(Records in a dataset)
## Begin

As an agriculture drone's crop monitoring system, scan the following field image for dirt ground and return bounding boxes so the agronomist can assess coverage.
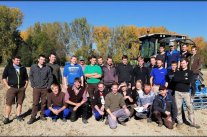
[0,68,207,136]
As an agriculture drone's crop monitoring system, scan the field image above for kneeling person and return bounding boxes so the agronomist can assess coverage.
[152,86,177,129]
[105,83,130,129]
[45,84,70,122]
[65,78,89,124]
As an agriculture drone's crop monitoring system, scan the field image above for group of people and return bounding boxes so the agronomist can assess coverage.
[2,44,201,129]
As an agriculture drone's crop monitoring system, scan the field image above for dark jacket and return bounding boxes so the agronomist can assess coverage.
[152,94,177,121]
[29,64,53,89]
[2,64,28,88]
[116,63,133,83]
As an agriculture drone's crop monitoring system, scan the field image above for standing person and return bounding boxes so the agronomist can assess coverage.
[65,78,89,124]
[156,45,166,67]
[174,58,200,128]
[117,55,133,88]
[165,42,180,69]
[152,86,177,129]
[165,61,177,96]
[105,83,130,129]
[27,55,53,124]
[102,57,118,91]
[47,53,62,85]
[84,55,102,103]
[93,83,109,121]
[150,59,167,95]
[45,84,70,122]
[63,56,84,89]
[2,56,28,124]
[132,57,149,87]
[189,46,202,95]
[135,84,155,122]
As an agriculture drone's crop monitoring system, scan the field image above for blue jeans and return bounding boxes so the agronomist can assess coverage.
[45,106,71,119]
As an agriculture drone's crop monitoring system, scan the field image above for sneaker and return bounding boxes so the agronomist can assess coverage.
[82,119,88,124]
[190,124,200,129]
[3,118,10,125]
[16,116,24,121]
[27,118,36,125]
[62,118,67,122]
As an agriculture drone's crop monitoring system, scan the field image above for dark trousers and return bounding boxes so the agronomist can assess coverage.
[152,110,173,129]
[69,102,89,122]
[31,88,48,118]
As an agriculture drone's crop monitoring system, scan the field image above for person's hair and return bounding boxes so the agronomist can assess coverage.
[122,55,128,60]
[171,61,178,65]
[180,58,188,62]
[38,54,46,59]
[50,84,59,90]
[74,77,81,83]
[12,55,21,60]
[191,46,197,50]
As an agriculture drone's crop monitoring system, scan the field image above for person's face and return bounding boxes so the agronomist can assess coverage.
[98,84,104,91]
[122,59,128,65]
[90,58,96,65]
[52,87,59,95]
[12,58,21,66]
[150,58,156,65]
[182,45,187,52]
[111,85,118,94]
[49,55,56,63]
[160,47,165,53]
[38,57,45,65]
[171,64,177,70]
[138,59,144,66]
[159,89,167,97]
[157,60,163,68]
[180,60,188,69]
[98,58,103,65]
[74,81,81,88]
[191,48,197,55]
[71,57,77,64]
[136,82,142,89]
[144,85,151,94]
[107,58,113,66]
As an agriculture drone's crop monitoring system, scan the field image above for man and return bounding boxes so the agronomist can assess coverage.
[165,41,180,69]
[2,56,28,124]
[27,55,53,124]
[93,83,109,121]
[152,86,177,129]
[174,58,200,128]
[117,55,133,88]
[47,53,62,85]
[156,45,166,67]
[189,46,202,96]
[135,84,155,121]
[132,57,149,87]
[63,56,84,89]
[105,83,130,129]
[84,55,102,103]
[98,56,104,68]
[45,84,70,122]
[150,59,167,95]
[102,57,118,91]
[180,44,191,59]
[165,61,177,96]
[65,78,89,124]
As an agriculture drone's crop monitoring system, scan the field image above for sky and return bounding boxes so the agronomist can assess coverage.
[0,1,207,40]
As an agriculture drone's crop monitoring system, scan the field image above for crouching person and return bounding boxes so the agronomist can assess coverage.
[135,84,155,122]
[93,83,108,121]
[152,86,177,129]
[105,83,130,129]
[45,84,71,122]
[65,78,89,124]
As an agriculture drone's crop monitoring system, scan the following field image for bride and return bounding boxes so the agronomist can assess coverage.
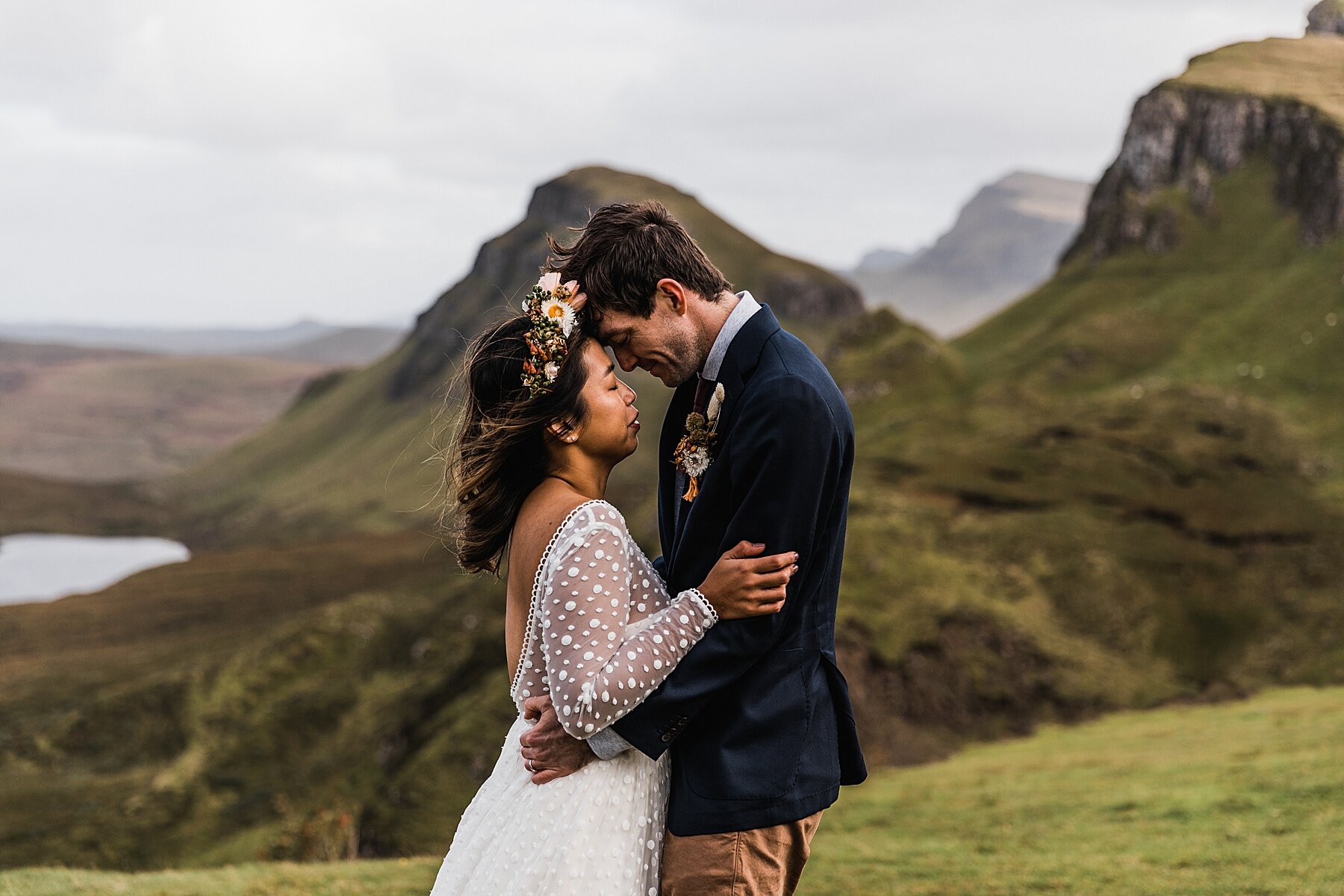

## End

*Problem to work on*:
Please reproduce all of the data above with "agronomist" changed to "field supervisor" wherever it appears, leaving everything else unchanged. Omit the pictures from your answer.

*Result of the task*:
As an agriculture drone's crop monitoring system, scan the following field image for dirt ground and return bounding boxes so the field supervisor can assess coverage.
[0,68,207,136]
As an agriculture drone's crop monitoring system, scan the field image above for kneeling person and return bounding boxes so the field supervisor can assess coverage.
[152,86,177,129]
[105,83,130,129]
[45,84,70,122]
[65,78,89,124]
As an agriculture drone's crop monitoring system, scan the field image above for group of people and return bounding boxes so the field supervisor can assess coverage.
[2,44,201,129]
As an agriculture drone's crop monitoring system, scan the field image above for dark jacket and return bounding boxes so the field supervisor can assess coverage.
[152,94,177,121]
[29,64,53,89]
[2,64,28,88]
[116,63,133,83]
As an agriculture drone's crop monitoring system, scan the field image above for standing person and return bounding boxes so the field supervisor can assess coverage.
[65,78,89,124]
[156,45,166,67]
[174,58,200,128]
[117,55,133,88]
[165,42,180,69]
[152,86,177,129]
[165,61,177,96]
[105,83,130,129]
[27,55,53,124]
[102,57,118,91]
[47,53,62,85]
[84,55,102,103]
[93,83,109,121]
[150,59,167,95]
[45,84,70,122]
[63,56,84,89]
[2,56,28,124]
[132,57,149,87]
[189,46,202,95]
[135,84,155,122]
As an agriculture drone's crop monitoring system, scan the field image above for blue jeans and return bounding boxes so the field supervisor can assess coverage.
[45,106,71,119]
As an agriculture drone's crop monitoring system, scan the field image above for sneaker and return bounding boxes so the field supervisor can assess coverage.
[82,119,88,124]
[190,124,200,129]
[3,118,10,125]
[16,116,24,121]
[27,118,36,125]
[62,118,67,122]
As an agriculture drone's crop monitoring system, scan the field image above for dark trousers and return bounding boxes so the field supervisor can assess coverage.
[152,110,173,129]
[69,102,89,122]
[31,88,48,118]
As an agriculture drone's crop monitoring system, scan the field image above for person's hair and return bounding boxes so the field supervisor can assess coverage.
[122,55,128,60]
[171,61,178,65]
[180,58,188,62]
[38,54,46,59]
[50,84,59,90]
[74,77,81,83]
[12,55,21,60]
[191,46,197,50]
As an agriculture drone's crop monitoring system, scan the field image above for person's face and return bounding boxes so the field supervisor can assess coverage.
[98,84,104,91]
[122,59,128,65]
[90,58,96,65]
[52,87,59,95]
[12,58,21,66]
[150,58,156,65]
[182,45,187,52]
[111,85,118,94]
[49,55,56,63]
[160,47,165,53]
[38,57,45,65]
[171,64,177,70]
[138,59,144,66]
[159,89,167,97]
[157,60,163,68]
[180,60,188,69]
[98,58,103,65]
[74,81,81,88]
[191,48,197,55]
[71,57,77,64]
[136,82,142,89]
[144,85,151,94]
[107,58,113,66]
As an agriculture drone's crop monitoring system, scan the field image above for man and return bounding boxes so the field supervisor can assess coverage.
[165,41,180,69]
[2,56,28,124]
[27,55,53,124]
[93,83,109,121]
[152,86,177,129]
[174,58,200,128]
[117,55,133,88]
[47,53,62,85]
[156,45,166,67]
[189,46,202,96]
[135,84,155,121]
[132,57,149,87]
[63,56,84,89]
[105,83,130,129]
[84,55,102,103]
[98,56,104,68]
[45,84,70,122]
[150,59,167,95]
[102,57,118,91]
[180,44,191,59]
[165,61,177,96]
[65,78,89,124]
As an agriculture drone's crop monitoring system, scan the field image above for sky and return bounding boxes so the field supervisor can assess coverage.
[0,1,207,40]
As an agriculture drone's crop monitoring system, scan the field image above for crouching person and return bounding boxes so the field supervisor can assess coverage.
[135,84,155,122]
[93,83,108,121]
[152,86,177,129]
[105,83,130,129]
[45,84,71,122]
[65,78,89,124]
As an agriculture drone's crop monitoring system, scan the following field image for bride and return bounding boxes so the field supervisor can assess coverage.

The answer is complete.